→ SOURCE DATA:
════
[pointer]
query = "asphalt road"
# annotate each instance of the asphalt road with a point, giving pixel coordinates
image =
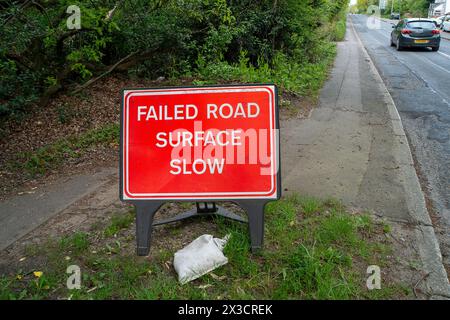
(419, 82)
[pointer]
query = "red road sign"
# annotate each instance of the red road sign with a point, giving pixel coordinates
(200, 143)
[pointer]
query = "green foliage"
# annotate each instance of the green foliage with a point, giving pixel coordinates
(278, 38)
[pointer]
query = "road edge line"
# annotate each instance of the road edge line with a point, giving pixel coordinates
(437, 279)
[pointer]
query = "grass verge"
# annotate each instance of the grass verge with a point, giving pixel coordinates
(313, 250)
(47, 157)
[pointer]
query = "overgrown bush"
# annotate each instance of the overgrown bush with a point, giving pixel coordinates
(246, 40)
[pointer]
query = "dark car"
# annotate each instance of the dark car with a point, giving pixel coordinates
(395, 16)
(415, 33)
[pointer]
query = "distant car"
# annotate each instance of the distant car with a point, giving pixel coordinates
(415, 33)
(439, 20)
(395, 16)
(446, 24)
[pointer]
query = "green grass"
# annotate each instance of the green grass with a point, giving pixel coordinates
(313, 250)
(45, 158)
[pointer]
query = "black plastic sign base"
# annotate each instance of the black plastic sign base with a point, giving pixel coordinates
(146, 210)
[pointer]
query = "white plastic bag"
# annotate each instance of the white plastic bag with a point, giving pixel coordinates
(201, 256)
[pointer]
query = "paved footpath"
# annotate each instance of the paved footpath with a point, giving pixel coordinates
(23, 213)
(353, 147)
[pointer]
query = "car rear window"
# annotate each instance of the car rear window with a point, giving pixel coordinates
(421, 25)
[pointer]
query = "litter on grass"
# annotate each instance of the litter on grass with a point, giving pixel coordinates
(201, 256)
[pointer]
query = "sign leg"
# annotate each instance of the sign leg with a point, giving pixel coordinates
(144, 220)
(255, 211)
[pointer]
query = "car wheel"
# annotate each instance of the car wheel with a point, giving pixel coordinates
(399, 47)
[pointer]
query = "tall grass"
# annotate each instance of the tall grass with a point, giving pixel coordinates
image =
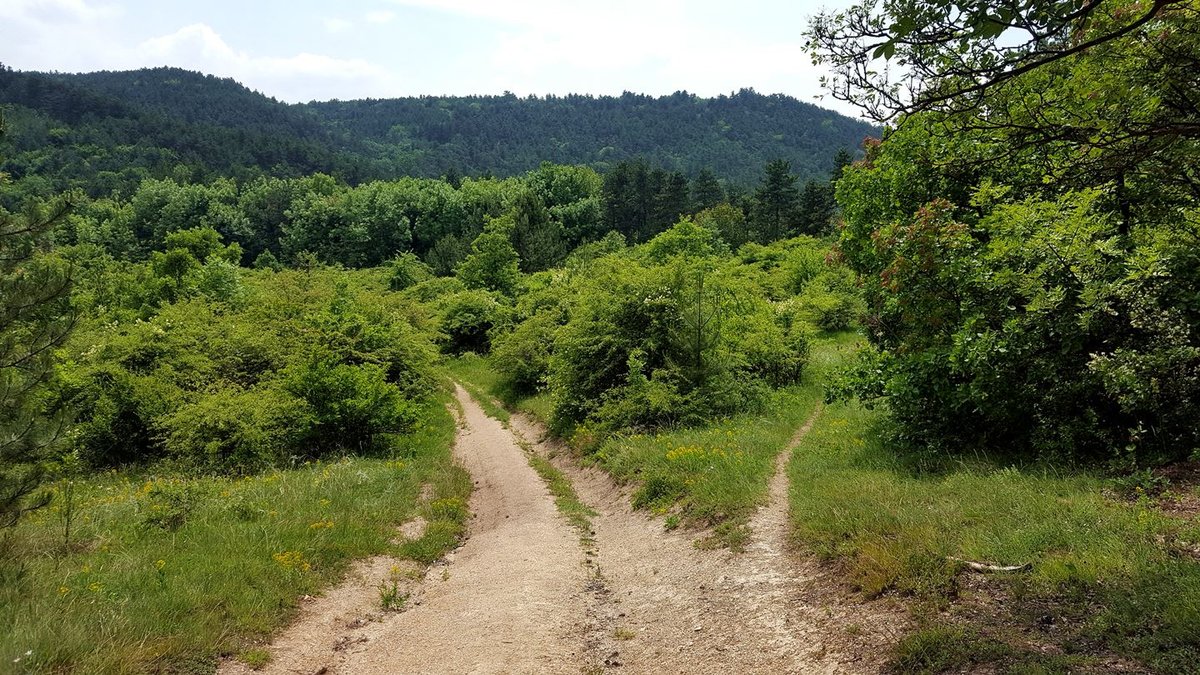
(163, 573)
(1108, 572)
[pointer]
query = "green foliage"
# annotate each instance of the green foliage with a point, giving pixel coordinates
(492, 263)
(238, 429)
(407, 270)
(305, 365)
(352, 405)
(108, 131)
(523, 353)
(1109, 572)
(654, 344)
(775, 203)
(1026, 288)
(466, 320)
(35, 318)
(178, 571)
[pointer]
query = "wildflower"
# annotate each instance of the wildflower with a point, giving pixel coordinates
(289, 559)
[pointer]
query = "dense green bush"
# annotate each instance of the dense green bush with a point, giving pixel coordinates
(351, 406)
(466, 320)
(304, 364)
(658, 344)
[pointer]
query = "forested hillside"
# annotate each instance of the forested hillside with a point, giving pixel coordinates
(107, 131)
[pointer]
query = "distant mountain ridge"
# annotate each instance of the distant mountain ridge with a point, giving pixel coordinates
(105, 130)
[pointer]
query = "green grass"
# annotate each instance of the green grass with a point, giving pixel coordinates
(709, 476)
(485, 386)
(1111, 575)
(567, 501)
(718, 475)
(165, 573)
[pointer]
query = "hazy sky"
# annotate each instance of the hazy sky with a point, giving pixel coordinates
(303, 49)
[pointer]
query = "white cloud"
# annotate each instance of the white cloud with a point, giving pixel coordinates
(301, 77)
(646, 46)
(337, 24)
(55, 12)
(381, 16)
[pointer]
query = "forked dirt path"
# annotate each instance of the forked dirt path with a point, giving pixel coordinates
(523, 595)
(672, 608)
(510, 599)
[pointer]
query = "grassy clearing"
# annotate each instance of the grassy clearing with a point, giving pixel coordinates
(709, 476)
(1107, 575)
(165, 573)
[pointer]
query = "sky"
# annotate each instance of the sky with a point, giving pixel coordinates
(303, 51)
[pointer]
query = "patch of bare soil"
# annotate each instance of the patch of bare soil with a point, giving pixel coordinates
(1181, 497)
(511, 599)
(659, 604)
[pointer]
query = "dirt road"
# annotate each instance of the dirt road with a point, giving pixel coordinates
(522, 595)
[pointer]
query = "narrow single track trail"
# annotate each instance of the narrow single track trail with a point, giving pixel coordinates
(525, 595)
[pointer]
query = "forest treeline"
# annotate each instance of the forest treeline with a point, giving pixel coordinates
(550, 211)
(107, 131)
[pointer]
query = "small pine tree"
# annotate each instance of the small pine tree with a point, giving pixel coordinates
(774, 202)
(35, 318)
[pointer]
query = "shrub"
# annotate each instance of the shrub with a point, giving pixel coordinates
(648, 345)
(522, 356)
(351, 406)
(466, 320)
(237, 429)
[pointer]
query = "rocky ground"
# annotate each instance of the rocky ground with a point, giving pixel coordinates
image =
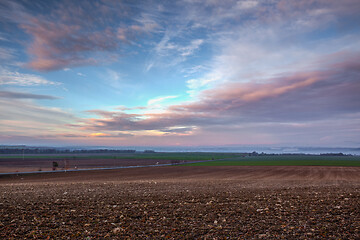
(184, 203)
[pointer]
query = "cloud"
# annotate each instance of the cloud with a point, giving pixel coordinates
(290, 98)
(22, 79)
(68, 35)
(160, 99)
(21, 95)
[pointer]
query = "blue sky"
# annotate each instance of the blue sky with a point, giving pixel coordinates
(186, 73)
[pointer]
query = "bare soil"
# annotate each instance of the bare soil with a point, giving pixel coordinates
(240, 202)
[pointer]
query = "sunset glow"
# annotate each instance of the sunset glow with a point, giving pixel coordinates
(188, 73)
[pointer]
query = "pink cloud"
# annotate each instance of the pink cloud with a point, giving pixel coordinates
(69, 35)
(303, 96)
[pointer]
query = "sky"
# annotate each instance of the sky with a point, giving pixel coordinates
(180, 73)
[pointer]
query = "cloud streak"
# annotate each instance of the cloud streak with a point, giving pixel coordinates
(21, 95)
(299, 97)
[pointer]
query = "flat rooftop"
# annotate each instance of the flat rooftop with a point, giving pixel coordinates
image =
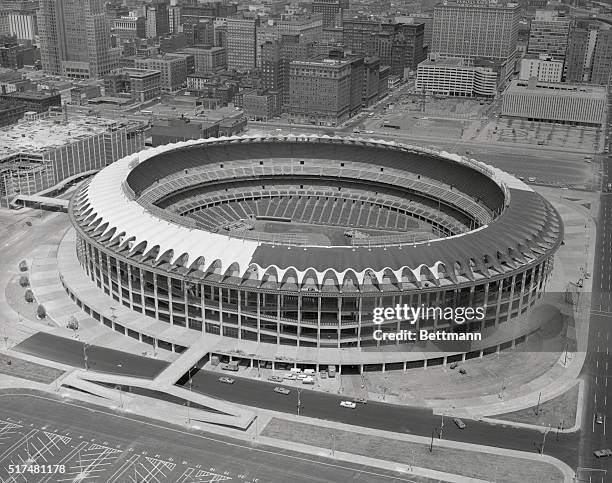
(557, 89)
(44, 134)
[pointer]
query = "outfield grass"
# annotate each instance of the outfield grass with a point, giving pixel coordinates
(501, 469)
(561, 409)
(28, 370)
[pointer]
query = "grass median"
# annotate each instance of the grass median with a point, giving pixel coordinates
(559, 412)
(28, 370)
(461, 462)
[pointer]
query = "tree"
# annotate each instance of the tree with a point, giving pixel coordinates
(73, 323)
(41, 312)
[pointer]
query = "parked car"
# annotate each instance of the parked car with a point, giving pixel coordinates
(602, 453)
(231, 366)
(460, 424)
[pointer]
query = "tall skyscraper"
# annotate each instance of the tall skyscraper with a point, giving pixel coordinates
(320, 91)
(470, 30)
(602, 58)
(398, 45)
(241, 41)
(75, 38)
(331, 9)
(548, 34)
(22, 23)
(158, 20)
(589, 52)
(308, 26)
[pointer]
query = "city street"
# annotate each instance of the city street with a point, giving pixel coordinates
(597, 370)
(94, 444)
(402, 419)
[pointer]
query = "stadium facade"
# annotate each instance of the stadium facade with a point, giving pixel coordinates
(282, 247)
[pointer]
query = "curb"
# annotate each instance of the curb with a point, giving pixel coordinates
(577, 419)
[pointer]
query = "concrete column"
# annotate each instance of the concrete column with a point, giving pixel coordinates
(239, 311)
(259, 317)
(156, 295)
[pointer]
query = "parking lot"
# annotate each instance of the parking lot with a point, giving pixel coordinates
(67, 457)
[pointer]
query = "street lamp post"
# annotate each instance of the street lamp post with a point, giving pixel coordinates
(433, 432)
(85, 358)
(544, 440)
(589, 470)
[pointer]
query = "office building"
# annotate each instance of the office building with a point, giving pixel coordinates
(10, 113)
(173, 70)
(199, 32)
(276, 57)
(157, 20)
(397, 44)
(371, 68)
(589, 52)
(476, 30)
(320, 91)
(75, 38)
(557, 103)
(331, 10)
(207, 59)
(261, 106)
(23, 24)
(456, 77)
(241, 41)
(602, 58)
(128, 29)
(39, 154)
(166, 131)
(36, 101)
(543, 67)
(548, 34)
(139, 85)
(308, 27)
(15, 56)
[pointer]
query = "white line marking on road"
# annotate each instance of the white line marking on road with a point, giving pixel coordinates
(216, 440)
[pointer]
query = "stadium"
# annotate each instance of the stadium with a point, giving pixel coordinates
(276, 250)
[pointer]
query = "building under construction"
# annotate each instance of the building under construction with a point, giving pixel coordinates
(38, 154)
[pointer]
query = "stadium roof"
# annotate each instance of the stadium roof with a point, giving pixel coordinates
(528, 229)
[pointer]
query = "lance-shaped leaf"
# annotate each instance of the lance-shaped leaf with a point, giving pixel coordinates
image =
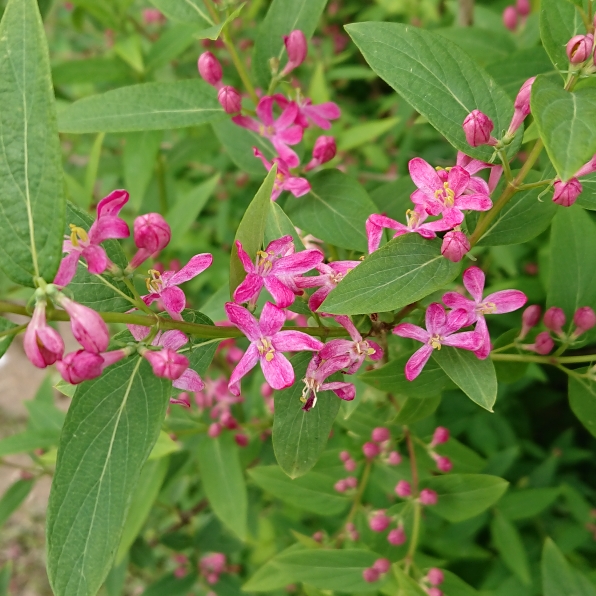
(110, 429)
(31, 186)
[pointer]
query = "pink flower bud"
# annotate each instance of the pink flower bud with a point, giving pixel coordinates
(455, 246)
(554, 319)
(428, 497)
(43, 345)
(397, 536)
(403, 489)
(584, 319)
(370, 575)
(382, 565)
(210, 69)
(510, 18)
(566, 193)
(296, 47)
(379, 522)
(435, 576)
(579, 48)
(478, 128)
(530, 319)
(380, 434)
(370, 450)
(166, 363)
(230, 99)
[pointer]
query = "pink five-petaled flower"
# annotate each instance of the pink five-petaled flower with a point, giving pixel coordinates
(444, 193)
(274, 268)
(496, 303)
(281, 131)
(415, 218)
(284, 180)
(267, 342)
(330, 275)
(440, 331)
(164, 285)
(87, 244)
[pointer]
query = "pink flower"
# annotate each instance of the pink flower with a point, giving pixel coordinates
(164, 286)
(87, 244)
(267, 342)
(496, 303)
(415, 218)
(440, 331)
(284, 180)
(281, 131)
(330, 275)
(43, 345)
(443, 192)
(274, 268)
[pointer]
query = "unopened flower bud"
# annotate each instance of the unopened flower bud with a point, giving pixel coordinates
(229, 99)
(579, 48)
(455, 246)
(210, 69)
(478, 128)
(584, 319)
(566, 193)
(554, 319)
(428, 497)
(403, 489)
(166, 363)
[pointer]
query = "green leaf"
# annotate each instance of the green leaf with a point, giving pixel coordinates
(31, 185)
(335, 210)
(511, 548)
(405, 270)
(566, 123)
(475, 377)
(251, 230)
(110, 429)
(223, 481)
(391, 377)
(145, 493)
(148, 106)
(437, 78)
(462, 496)
(559, 22)
(13, 497)
(313, 492)
(573, 243)
(558, 577)
(300, 437)
(282, 18)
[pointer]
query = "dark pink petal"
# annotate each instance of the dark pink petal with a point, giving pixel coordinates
(278, 371)
(240, 317)
(411, 331)
(244, 366)
(295, 341)
(417, 361)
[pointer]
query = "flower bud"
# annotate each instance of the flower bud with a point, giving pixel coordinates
(403, 489)
(428, 497)
(380, 434)
(80, 366)
(43, 345)
(229, 99)
(455, 246)
(554, 319)
(478, 128)
(584, 319)
(566, 193)
(579, 48)
(210, 69)
(166, 363)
════
→ PROBLEM TO WORK ON:
Gather every line of the material that contains the string "post", treating uppercase and lowercase as different.

→ FINISHED TASK:
query = "street lamp post"
# annotate each instance of the street lamp post with a point, giving pixel coordinates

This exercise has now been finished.